▶ _Supplied material_:

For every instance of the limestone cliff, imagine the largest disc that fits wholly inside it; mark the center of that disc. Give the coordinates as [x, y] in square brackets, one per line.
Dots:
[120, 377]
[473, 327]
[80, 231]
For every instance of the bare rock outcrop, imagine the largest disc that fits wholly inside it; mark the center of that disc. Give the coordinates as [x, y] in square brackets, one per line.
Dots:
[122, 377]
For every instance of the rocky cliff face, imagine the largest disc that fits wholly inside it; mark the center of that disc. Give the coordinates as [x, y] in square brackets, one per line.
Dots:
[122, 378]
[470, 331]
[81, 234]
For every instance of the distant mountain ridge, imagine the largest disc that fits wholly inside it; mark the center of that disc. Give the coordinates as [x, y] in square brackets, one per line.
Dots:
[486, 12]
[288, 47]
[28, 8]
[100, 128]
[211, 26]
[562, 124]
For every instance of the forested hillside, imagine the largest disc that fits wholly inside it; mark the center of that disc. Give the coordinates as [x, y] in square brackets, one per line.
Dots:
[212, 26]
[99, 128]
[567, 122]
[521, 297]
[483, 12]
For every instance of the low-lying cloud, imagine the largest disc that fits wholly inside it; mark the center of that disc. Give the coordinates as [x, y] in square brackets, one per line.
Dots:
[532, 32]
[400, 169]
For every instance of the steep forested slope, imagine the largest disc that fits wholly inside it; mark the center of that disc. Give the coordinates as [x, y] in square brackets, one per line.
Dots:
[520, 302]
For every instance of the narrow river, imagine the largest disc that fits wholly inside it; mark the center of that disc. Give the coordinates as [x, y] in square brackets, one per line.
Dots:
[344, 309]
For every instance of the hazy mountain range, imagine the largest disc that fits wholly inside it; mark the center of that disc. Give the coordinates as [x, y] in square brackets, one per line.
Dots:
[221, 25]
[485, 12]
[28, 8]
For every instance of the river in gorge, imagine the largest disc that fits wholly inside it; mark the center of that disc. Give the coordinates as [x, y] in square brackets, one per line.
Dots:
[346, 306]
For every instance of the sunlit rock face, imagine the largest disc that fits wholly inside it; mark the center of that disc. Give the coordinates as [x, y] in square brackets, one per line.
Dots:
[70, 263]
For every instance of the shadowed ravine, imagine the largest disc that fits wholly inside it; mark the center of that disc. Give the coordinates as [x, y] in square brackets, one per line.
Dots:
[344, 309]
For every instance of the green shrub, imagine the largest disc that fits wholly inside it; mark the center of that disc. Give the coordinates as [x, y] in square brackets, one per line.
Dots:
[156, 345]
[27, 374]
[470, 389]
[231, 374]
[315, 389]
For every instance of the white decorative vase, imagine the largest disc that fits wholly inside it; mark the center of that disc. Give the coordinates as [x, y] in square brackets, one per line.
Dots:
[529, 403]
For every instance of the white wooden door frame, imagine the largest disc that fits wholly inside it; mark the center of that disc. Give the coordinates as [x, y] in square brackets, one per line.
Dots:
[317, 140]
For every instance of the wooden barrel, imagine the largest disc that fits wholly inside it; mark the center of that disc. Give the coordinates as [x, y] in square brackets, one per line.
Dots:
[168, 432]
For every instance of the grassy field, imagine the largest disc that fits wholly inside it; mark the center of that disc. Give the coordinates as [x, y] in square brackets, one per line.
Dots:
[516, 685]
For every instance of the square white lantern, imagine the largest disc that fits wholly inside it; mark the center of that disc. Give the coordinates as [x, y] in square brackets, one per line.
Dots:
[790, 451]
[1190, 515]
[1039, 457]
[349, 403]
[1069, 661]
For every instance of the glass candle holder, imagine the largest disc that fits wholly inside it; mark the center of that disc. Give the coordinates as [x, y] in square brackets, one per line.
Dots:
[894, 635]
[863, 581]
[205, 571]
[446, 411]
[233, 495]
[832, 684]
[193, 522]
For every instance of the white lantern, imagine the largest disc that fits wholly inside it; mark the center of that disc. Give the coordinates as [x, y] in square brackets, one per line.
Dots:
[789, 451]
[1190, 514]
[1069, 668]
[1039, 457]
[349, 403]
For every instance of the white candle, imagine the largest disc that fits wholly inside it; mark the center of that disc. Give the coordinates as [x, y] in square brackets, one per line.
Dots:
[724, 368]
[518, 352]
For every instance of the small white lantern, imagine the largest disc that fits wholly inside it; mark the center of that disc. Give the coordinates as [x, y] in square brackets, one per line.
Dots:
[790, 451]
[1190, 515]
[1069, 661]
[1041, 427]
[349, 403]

▶ _What is needed_:
Exactly and exclusively, repeat the lines from the line that contains "For every instance of the wooden" through the end of the records, both ends included.

▶ _Solution below_:
For every instance of the wooden barrel, imagine the largest disc that fits wholly inside it; mark the center of that disc. Give the coordinates as [x, y] in square brackets, one per line.
Dots:
[168, 432]
For every instance of the grassy field, imagine the largest disc that fits wholly inside it; mark the center of that disc. Give the coordinates as [x, y] in square brackets, one per line.
Dots:
[516, 685]
For every instance of the square white lantern, imagine the largest disc that fits wholly inside it; mark the center of that disc. Give the coordinates as [x, y] in square brackets, one per line.
Dots:
[790, 451]
[1190, 515]
[1039, 457]
[349, 403]
[1069, 661]
For every instance of the glass candle holder, imagine the largest disc that fits wholly inside it; mark the center of that disc. Give the coordinates as [x, y] in square brackets, one per line.
Dots:
[894, 635]
[863, 581]
[205, 571]
[446, 411]
[233, 495]
[832, 684]
[193, 522]
For every instance of the white lantern, imagine the largest disc that fits wholly inside it; mark the center of that disc. Give the coordinates as [x, y] in square brackets, one per line.
Dots:
[789, 451]
[1190, 514]
[1069, 668]
[1039, 457]
[349, 403]
For every instance of the white candle, imagine the largest disc that fits wholly inside it; mark the center of that disc. Give the coordinates as [x, y] in square brackets, one per line.
Dots:
[724, 368]
[518, 352]
For every instance of the small white lantern, imagine the largest disc that fits wholly inside it; mark the center of that disc. Give the coordinates as [x, y] in square brackets, one per line.
Dots:
[790, 451]
[1190, 515]
[1069, 661]
[1041, 427]
[349, 403]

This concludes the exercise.